Problem set —
**a)** Rewrite the CDN performance text starting with "Optimizing an origin" and going on through "for best performance.", substituting "multi-provider delivery setup" for each occurrence of "multi-CDN architecture".
**b)** Carry on the CDN performance text from the point where it stops.

Quoted passage —
[Start]

Behind the monitoring activity, Stargazer, in conjunction with other tools we’ve developed, enables us to query all the data we’ve collected and to perform in-depth analysis that opens the door to continual improvements. Our network administrators can use this information to isolate problems and identify network routes or configurations to optimize performance for specific customer goals and requirements. And, as will be discussed later, it’s also useful for understanding the effect new technologies such as the BBR (Bottleneck Bandwidth and Round-trip propagation time) protocol have on performance.

Optimizing an origin server

To provide more insight into how performance optimization works in practice, let’s take a look at an example involving a recently added live video streaming customer who needed to optimize for a multi-CDN architecture. In a traditional CDN client architecture, the client makes a request to one of our PoPs, and the PoP cache fills from the origin, as shown below.

However, this customer chose to take advantage of a multi-CDN architecture to increase redundancy and resiliency and potentially increase performance. This is enabled by our Origin Shield Architecture shown in Figure 4. Origin Shield offers more control over how various clients’ traffic can be routed for best performance.

Unlike a traditional CDN relationship, all traffic, including that served by the second CDN, flows back to one of our PoPs (AGA) located in Atlanta for cache fill. The AGA PoP then serves as the origin, or more specifically, what’s known as the origin shield, relieving considerable burden from the customer’s origin server. The AGA PoP was chosen as the origin shield location due to its overall higher cache-hit ratio and performance compared to the second CDN. A major concern, however, was optimizing performance between the two CDNs.

[End]

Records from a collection
[Start]

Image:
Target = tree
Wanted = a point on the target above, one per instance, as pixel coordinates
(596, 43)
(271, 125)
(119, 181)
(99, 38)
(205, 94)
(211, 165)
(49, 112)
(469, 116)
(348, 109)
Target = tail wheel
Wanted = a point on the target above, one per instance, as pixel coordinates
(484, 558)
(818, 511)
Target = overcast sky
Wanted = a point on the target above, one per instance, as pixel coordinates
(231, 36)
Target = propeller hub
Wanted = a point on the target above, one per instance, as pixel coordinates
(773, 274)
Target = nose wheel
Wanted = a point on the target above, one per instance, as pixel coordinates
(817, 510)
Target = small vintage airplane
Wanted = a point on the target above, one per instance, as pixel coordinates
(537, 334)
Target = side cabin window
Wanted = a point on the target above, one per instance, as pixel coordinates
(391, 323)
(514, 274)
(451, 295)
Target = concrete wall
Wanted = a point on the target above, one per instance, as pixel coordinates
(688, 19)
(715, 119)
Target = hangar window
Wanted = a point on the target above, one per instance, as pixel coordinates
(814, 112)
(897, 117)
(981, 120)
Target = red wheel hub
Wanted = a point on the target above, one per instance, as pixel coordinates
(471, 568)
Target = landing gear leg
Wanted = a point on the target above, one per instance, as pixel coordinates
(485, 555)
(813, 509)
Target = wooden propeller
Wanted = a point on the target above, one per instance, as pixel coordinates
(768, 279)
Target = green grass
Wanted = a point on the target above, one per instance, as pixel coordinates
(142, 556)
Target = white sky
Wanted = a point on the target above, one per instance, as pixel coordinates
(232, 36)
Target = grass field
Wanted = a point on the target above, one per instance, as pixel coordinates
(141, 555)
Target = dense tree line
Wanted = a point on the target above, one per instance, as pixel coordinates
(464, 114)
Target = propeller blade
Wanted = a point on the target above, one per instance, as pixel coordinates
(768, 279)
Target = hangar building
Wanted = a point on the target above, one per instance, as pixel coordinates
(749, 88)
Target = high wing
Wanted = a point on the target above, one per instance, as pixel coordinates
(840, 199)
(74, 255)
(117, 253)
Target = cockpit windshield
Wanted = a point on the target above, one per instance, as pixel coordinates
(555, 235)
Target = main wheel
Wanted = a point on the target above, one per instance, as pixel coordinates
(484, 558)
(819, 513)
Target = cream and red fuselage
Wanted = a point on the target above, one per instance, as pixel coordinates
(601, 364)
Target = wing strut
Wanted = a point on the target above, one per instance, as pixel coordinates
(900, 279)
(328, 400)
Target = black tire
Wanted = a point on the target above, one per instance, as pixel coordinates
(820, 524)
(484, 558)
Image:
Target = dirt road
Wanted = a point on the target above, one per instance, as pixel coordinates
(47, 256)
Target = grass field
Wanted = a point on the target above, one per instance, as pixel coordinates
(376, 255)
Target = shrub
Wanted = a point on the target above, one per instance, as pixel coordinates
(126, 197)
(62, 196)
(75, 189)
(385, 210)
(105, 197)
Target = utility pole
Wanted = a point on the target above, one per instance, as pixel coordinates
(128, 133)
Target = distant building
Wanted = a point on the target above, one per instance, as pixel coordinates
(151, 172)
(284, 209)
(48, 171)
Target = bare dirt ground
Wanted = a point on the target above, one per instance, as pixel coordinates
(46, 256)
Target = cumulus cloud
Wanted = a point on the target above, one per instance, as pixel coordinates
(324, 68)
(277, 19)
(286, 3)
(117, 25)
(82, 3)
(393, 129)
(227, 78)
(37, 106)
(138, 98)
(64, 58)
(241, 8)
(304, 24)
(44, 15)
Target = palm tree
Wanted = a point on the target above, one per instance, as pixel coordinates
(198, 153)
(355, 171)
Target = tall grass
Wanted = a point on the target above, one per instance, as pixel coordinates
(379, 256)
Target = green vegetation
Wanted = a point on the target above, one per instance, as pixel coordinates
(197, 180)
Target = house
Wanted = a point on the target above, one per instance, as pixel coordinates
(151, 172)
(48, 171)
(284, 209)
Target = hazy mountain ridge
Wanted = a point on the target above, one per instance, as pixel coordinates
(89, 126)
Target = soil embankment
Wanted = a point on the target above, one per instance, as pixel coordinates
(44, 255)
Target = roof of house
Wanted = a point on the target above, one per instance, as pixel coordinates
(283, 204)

[End]

Responses per task —
**a)**
Optimizing an origin server

To provide more insight into how performance optimization works in practice, let’s take a look at an example involving a recently added live video streaming customer who needed to optimize for a multi-provider delivery setup. In a traditional CDN client architecture, the client makes a request to one of our PoPs, and the PoP cache fills from the origin, as shown below.

However, this customer chose to take advantage of a multi-provider delivery setup to increase redundancy and resiliency and potentially increase performance. This is enabled by our Origin Shield Architecture shown in Figure 4. Origin Shield offers more control over how various clients’ traffic can be routed for best performance.

**b)**
The first step in the process was to look into optimizing the routes taken by the second CDN to AGA with it acting as the origin shield. One issue that became immediately apparent was poor performance between the CDNs and a high number of connection timeouts impacting TTFB. To dig into the performance issues, we used Stargazer to send a traceroute from AGA to the intended destination and capture the ASNs used for every hop along the way.

As shown in the summary below, a traceroute was sent from AGA to an IP address at the second CDN, simulating the path a client would use.

We noticed that several of the hops were within ASN 7018, which was not the preferred route because it involved more hops and had more congestion. Using Stargazer, we quickly confirmed the problem and made the appropriate network changes. As the traceroute summary below shows, after making the network change, we decreased the hop count and improved RTT by switching over to ASN 7922, which also resolved the issue with TTFB timeouts.

In a different example, we used the Stargazer tool to determine the best origin shield path to a customer’s origin server located on the east coast. To be effective at reducing the load on a customer’s origin and improving delivery performance, the origin shield PoP should be close to the origin. In some cases, it’s not necessarily the closest physical PoP that works best. It’s a combination of the fewest ASNs, the least amount of congestion, and low RTT times. As you can see in the before and after chart below, a Stargazer traceroute showed that moving from the NYA (New York) PoP to the DCC (Washington, D.C.) PoP reduced the hop count to three, resulting in an overall improvement in RTT performance.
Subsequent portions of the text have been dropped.